## Exercise description
Go line by line through the data below and work out how many lines contain "overcast"; the answer is that number alone.

## Data extracts
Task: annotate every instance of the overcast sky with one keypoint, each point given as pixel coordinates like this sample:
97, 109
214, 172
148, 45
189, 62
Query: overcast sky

## Completed task
2